Task objective =>
Could you return only the lines that run from the line with "In this picture, where can the green" through the final line of the data, exactly as they stand?

Entries shown =>
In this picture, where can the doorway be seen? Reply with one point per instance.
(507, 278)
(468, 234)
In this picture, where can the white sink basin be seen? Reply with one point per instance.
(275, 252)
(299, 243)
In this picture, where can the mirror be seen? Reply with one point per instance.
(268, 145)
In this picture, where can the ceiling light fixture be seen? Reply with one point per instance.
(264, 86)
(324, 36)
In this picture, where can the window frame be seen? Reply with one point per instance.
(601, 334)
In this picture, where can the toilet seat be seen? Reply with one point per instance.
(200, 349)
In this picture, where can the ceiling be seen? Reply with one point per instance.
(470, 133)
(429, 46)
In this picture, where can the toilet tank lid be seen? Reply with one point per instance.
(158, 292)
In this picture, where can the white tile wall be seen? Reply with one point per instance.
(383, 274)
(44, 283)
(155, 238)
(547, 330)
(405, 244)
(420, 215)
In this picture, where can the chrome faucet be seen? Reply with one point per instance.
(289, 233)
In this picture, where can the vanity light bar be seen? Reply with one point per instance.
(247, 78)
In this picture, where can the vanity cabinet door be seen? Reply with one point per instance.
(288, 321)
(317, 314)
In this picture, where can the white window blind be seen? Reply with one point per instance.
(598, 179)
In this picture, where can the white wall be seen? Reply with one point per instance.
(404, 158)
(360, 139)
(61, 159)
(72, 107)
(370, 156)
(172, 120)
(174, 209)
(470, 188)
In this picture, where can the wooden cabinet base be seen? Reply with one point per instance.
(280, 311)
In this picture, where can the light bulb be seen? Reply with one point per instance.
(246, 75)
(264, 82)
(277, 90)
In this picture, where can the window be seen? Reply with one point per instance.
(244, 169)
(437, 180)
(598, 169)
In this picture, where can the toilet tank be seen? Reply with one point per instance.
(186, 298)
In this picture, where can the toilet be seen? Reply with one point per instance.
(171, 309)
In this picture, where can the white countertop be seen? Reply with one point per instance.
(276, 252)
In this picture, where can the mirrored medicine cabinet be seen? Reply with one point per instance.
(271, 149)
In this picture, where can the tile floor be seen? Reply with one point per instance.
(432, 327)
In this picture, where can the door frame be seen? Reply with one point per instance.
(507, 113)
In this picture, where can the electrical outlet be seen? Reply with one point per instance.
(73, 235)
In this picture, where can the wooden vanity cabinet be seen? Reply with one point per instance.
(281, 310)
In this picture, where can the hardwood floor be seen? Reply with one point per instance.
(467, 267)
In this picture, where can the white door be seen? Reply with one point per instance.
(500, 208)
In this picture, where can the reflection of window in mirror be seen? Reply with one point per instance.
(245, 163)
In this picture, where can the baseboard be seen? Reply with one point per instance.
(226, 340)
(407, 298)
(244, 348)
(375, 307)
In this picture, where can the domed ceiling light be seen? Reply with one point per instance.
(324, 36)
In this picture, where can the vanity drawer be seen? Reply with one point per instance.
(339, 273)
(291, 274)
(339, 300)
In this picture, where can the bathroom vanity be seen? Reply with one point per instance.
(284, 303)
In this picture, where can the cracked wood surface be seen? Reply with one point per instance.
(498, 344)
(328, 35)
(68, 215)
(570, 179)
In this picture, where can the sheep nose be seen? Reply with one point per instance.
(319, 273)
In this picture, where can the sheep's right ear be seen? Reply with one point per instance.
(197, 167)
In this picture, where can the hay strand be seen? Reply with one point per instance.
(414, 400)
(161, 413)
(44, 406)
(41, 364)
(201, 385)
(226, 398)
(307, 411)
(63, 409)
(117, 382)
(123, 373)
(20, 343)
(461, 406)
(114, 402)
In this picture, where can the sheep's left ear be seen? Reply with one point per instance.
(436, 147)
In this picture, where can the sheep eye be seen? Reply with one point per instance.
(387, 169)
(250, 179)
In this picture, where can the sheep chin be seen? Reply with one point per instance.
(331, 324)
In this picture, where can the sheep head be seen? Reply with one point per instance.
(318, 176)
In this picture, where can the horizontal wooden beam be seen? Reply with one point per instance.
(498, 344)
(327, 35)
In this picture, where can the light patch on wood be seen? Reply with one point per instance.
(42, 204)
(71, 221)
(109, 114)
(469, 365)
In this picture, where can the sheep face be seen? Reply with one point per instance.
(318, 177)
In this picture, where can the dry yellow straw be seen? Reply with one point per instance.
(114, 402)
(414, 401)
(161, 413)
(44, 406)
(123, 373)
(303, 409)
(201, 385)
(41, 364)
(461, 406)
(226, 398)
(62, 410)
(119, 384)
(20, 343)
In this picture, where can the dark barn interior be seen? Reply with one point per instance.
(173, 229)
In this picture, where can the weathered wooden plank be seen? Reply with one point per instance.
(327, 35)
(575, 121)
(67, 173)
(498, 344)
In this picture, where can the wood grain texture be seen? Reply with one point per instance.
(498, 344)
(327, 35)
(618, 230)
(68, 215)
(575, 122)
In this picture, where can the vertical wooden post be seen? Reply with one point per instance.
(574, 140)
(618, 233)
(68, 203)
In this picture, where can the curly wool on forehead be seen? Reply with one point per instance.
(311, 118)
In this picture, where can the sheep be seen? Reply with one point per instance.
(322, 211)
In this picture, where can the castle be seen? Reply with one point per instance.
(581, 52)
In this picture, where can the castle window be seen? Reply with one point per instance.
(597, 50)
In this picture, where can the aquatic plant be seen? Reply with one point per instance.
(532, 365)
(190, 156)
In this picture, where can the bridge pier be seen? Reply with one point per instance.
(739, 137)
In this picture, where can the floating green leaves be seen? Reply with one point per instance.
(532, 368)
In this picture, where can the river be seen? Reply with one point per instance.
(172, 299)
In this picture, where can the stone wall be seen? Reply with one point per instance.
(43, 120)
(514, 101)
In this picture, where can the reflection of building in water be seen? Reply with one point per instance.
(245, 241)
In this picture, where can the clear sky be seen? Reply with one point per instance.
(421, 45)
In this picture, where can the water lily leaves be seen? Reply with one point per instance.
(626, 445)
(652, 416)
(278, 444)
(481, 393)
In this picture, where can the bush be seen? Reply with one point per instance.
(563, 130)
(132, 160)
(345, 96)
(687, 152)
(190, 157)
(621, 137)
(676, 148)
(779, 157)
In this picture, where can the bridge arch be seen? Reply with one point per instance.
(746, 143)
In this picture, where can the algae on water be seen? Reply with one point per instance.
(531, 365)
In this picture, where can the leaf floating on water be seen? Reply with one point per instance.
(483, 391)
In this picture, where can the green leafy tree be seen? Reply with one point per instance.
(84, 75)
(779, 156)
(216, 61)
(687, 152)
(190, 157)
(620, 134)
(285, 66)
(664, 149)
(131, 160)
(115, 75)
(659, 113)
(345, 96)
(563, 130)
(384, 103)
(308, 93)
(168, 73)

Expected answer =>
In this picture, where can the green leafy tree be seen? Reply with one point per instance.
(84, 75)
(779, 156)
(216, 61)
(687, 152)
(190, 157)
(620, 134)
(285, 66)
(664, 149)
(131, 160)
(115, 75)
(659, 113)
(345, 96)
(563, 130)
(384, 103)
(308, 93)
(168, 73)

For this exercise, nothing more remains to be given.